▶ [Source material]
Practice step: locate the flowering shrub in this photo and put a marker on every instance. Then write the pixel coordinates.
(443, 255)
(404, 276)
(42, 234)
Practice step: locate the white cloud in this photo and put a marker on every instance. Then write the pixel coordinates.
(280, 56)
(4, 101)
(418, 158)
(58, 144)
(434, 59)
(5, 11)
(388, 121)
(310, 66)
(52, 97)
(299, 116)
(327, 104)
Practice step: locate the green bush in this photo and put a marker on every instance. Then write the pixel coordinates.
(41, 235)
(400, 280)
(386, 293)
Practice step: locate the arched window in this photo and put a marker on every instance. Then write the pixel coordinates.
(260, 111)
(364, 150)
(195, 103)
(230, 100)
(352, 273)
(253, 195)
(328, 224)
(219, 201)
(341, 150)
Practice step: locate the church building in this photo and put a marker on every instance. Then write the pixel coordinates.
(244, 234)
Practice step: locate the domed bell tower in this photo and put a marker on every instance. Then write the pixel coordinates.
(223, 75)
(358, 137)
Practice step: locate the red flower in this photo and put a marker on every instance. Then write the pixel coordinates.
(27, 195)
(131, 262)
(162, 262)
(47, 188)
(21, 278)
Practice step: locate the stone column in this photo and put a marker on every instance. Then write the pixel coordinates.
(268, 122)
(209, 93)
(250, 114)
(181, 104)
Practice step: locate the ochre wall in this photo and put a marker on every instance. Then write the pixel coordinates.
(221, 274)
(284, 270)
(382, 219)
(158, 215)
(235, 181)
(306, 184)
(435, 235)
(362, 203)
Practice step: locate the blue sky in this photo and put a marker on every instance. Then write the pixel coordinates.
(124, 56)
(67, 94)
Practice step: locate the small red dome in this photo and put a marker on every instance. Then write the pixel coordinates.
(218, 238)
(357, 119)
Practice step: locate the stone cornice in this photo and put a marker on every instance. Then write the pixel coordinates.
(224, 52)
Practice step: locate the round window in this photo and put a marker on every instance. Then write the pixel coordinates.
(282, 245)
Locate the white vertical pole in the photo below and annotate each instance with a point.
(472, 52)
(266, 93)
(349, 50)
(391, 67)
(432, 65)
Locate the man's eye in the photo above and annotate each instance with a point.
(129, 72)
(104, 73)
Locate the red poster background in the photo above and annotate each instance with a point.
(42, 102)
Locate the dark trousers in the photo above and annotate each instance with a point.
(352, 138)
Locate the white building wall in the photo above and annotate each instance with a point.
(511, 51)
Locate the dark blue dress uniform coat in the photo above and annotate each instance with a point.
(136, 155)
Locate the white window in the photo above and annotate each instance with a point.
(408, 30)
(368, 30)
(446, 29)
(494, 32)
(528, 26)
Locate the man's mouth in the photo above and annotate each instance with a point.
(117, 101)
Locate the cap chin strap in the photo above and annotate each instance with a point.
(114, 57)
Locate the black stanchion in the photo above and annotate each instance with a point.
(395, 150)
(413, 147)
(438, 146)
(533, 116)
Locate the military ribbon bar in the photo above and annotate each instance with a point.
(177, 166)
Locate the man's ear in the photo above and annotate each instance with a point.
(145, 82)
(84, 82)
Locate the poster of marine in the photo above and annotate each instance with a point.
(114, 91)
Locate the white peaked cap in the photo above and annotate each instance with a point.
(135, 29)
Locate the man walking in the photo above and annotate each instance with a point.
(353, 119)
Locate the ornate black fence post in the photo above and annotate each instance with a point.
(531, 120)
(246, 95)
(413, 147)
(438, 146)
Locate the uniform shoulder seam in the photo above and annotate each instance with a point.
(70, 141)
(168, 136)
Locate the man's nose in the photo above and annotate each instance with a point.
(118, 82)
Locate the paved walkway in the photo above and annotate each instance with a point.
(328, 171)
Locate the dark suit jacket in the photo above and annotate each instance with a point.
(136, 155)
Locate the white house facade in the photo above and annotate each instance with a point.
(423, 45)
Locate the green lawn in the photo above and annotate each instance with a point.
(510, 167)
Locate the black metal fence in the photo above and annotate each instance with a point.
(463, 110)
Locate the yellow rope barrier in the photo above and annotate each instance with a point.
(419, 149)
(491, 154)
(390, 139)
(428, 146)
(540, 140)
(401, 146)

▶ [Task prompt] Every line of the data is to be printed again exactly.

▶ [Answer area]
Practice step: locate the flowering shrub in this photo and put a marker on every instance. Then write the pixel coordinates.
(443, 255)
(404, 276)
(42, 234)
Practice step: locate the white cloud in this photo and put a marker on every instance. Then write the pixel coordinates.
(280, 56)
(4, 101)
(418, 158)
(58, 144)
(434, 59)
(5, 11)
(388, 121)
(310, 66)
(52, 97)
(299, 116)
(327, 104)
Practice step: locate the green bush in this photo and put a marker on every instance. Then write the pixel coordinates.
(41, 235)
(400, 280)
(386, 293)
Practice step: locate the arched window in this photo and put a marker on every instance. Then write the pixel coordinates.
(260, 111)
(364, 150)
(195, 103)
(230, 100)
(352, 273)
(253, 195)
(328, 224)
(219, 201)
(341, 150)
Practice step: locate the church building in this photo and put a marker on every instance. Then write the pixel coordinates.
(244, 234)
Practice step: locate the domed bell tower in this photo and put a marker on every instance. Then write the pixel coordinates.
(223, 75)
(358, 137)
Practice step: locate the red flower in this photo and put a marker on every instance. Then write the pixel coordinates.
(27, 195)
(131, 262)
(162, 262)
(47, 188)
(21, 278)
Practice step: locate the stone column in this photo and put a marker on every instance. Then write the pixel coordinates.
(268, 122)
(209, 93)
(250, 114)
(181, 104)
Practice step: locate the ochre wall in this photo and put a marker on every instance. Then write the pixel coordinates.
(221, 274)
(284, 270)
(382, 219)
(158, 215)
(235, 181)
(306, 184)
(435, 235)
(362, 203)
Practice step: locate the blue sky in this photo and put a marker on every instance. Then write the pixel coordinates.
(124, 56)
(67, 94)
Practice step: locate the small red dome in this photo and put a marker on every instance. Then write the pixel coordinates.
(218, 238)
(357, 119)
Practice step: locate the stone cornice in this photo and put a marker on every instance. Then write the pixel coordinates.
(224, 52)
Practice step: locate the round window in this photo and put a marker on every instance. Then write the pixel coordinates.
(282, 245)
Locate the white vertical pole in the photo below and annotate each instance with a point.
(472, 52)
(266, 93)
(349, 50)
(391, 67)
(432, 65)
Locate the man's eye in the photo above and annotate each instance with a point.
(129, 72)
(104, 73)
Locate the red poster background in the photo above and annotate each instance with a point.
(42, 102)
Locate the dark trousers in the photo above and annotate each instance with a point.
(352, 138)
Locate the white building wall in the photo above and annotate each instance with a point.
(511, 51)
Locate the dark blue dress uniform coat in the photo above and annotate each instance with a point.
(136, 155)
Locate the white window in the photo above and annotate each instance with a point.
(408, 30)
(368, 30)
(446, 29)
(494, 32)
(528, 26)
Locate the man's mouth in the photo above and annotate each instance with a point.
(117, 101)
Locate the cap chin strap in the photo above and annotate each instance with a point.
(114, 57)
Locate the black stanchion in the photo above and annotate each instance with a point.
(395, 150)
(413, 147)
(438, 146)
(533, 116)
Locate the military ribbon bar in the photo above and annotate each instance with a point.
(177, 166)
Locate the man's ear in the photo above and annotate each instance with a point.
(145, 82)
(84, 82)
Locate the poster of marine in the photo above and annotate each instance with a point.
(114, 91)
Locate the white peaked cap in the photo above and annotate each instance with a point.
(135, 29)
Locate the man walking in the photo above and annotate each instance with a point.
(353, 119)
Locate the ornate black fence post in the photo above and annotate each instance with a point.
(531, 120)
(246, 95)
(413, 147)
(438, 146)
Locate the uniform shoulder seam in the photo above and annotate each instance with a point.
(70, 141)
(168, 136)
Locate the man's nose in the photo above and annotate each instance with a point.
(118, 82)
Locate the paved walkway in the photo above and annotate each instance with a point.
(328, 171)
Locate the dark suit jacket in the photo above and annotate each instance with a point.
(136, 155)
Locate the white house facade in the photo above and annotate each instance with a point.
(423, 45)
Locate the green lawn in the photo above and annotate each instance with a point.
(510, 167)
Locate the black metal fence in the photo above and annotate each instance with a point.
(463, 110)
Locate the yellow rope barrier in the photo above and annotate each instance with a point.
(419, 149)
(491, 154)
(390, 139)
(428, 146)
(540, 140)
(401, 146)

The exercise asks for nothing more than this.